**What to do:**
a) Rewrite the part of the Charlie Rose profile that opens with "Just before he" and closes with "PBS affiliate, Thirteen/WNET-TV.", swapping "tabloid" for "celebrity".
b) List every award that the Charlie Rose profile says Rose won, giving the year of each.

Just before he went national with The Charlie Rose Show, Rose had anchored Twentieth-Century Fox Television’s Personalities. He accepted the job in 1990, only to be disappointed by its tabloid subjects six weeks after. Ten months later, he successfully pitched the idea of the eponymous interview program to Bill Baker, the top honcho of PBS affiliate, Thirteen/WNET-TV.
Earlier, Charlie Rose had been an obscure personality, known best by 1980s night owls as the host of CBS News Nightwatch, which aired from 2:00 A.M. to 6:00 A.M, five times a week. His six-year stint with the program paid off when he won his first Emmy Award in 1987 for his three-hour conversation with murderer Charles Manson.
He earned his second Emmy in 1992, two years before The Charlie Rose Show was threatened by the financial woes of its studio, WNET. He was compelled to transfer the program to Bloomberg Television News.
Rose had nothing to do with journalism at first, studying for law at Duke University. Disenchanted with lawyers, Rose enrolled at New York University for a business course. He eventually inadvertently warmed to a career in broadcasting when his ex-wife, Mary King, researched for 60 Minutes. He then landed his first weekly reporting job in WPIX-TV in New York City a few years later.
Earning Bill Moyers’ trust, Rose was consigned as managing editor for Bill Moyers International Report two years later. Then he executive produced Bill Moyers’ Journal. He won a 1976 Peabody Award for “A Conversation with Jimmy Carter,” an episode of Moyers’ political TV magazine, U.S.A.: People and Politics. Moyers left PBS in 1976 and inspired Rose to become a political correspondent for NBC News in Washington, D.C. In 1978, Rose hosted ABC’s A.M./Chicago, which would later become The Oprah Winfrey Show. A year later, he hosted a talk show at Texas-based KXAS-TV. It would later become The Charlie Rose Show.

**Material:**
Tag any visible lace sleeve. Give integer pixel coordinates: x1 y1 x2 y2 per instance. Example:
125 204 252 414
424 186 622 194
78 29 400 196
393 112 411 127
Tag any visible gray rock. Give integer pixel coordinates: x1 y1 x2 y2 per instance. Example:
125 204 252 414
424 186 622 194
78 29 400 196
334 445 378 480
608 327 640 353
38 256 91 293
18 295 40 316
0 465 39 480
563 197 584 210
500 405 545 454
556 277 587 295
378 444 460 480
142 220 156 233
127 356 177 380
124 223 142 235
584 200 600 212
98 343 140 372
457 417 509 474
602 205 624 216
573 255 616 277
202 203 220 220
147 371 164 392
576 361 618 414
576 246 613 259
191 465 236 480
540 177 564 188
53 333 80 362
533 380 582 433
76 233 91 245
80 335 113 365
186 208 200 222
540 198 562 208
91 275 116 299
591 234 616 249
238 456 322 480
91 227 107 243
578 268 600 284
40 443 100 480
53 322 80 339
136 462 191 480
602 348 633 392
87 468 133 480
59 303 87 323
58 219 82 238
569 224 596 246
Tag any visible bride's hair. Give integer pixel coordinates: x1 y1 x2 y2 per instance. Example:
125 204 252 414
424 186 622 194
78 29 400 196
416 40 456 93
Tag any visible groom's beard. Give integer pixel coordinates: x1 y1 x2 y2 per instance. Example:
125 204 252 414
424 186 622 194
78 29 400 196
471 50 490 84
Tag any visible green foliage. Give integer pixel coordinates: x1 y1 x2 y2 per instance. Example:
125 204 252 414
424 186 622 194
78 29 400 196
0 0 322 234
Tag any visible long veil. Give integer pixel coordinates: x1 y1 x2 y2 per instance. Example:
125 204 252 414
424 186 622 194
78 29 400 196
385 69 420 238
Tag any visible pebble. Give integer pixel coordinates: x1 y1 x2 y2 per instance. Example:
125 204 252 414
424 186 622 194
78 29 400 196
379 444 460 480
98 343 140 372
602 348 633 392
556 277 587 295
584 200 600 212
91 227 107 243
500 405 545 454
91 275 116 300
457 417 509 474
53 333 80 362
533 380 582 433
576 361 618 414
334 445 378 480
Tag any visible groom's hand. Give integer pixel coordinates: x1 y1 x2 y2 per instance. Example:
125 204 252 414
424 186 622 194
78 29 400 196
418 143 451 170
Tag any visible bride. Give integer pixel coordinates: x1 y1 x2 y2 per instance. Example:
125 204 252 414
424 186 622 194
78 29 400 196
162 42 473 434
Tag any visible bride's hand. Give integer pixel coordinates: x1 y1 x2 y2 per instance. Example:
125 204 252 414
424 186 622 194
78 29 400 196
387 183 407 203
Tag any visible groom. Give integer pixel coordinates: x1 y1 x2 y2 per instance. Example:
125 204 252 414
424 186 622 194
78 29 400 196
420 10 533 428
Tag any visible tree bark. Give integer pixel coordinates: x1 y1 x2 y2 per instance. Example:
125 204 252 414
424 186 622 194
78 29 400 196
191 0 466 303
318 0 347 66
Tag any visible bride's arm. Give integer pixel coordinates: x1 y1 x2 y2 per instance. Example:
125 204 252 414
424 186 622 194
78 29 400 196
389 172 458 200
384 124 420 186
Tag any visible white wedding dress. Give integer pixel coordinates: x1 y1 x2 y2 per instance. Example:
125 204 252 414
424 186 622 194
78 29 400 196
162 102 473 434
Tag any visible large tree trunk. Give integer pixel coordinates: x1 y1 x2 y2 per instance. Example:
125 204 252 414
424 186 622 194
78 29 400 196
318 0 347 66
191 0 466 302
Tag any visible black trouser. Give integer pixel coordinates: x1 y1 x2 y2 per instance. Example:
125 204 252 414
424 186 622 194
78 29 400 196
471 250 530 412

**Full answers:**
a)
Just before he went national with The Charlie Rose Show, Rose had anchored Twentieth-Century Fox Television’s Personalities. He accepted the job in 1990, only to be disappointed by its celebrity subjects six weeks after. Ten months later, he successfully pitched the idea of the eponymous interview program to Bill Baker, the top honcho of PBS affiliate, Thirteen/WNET-TV.

b)
- Emmy Award, 1987
- Emmy Award, 1992
- Peabody Award, 1976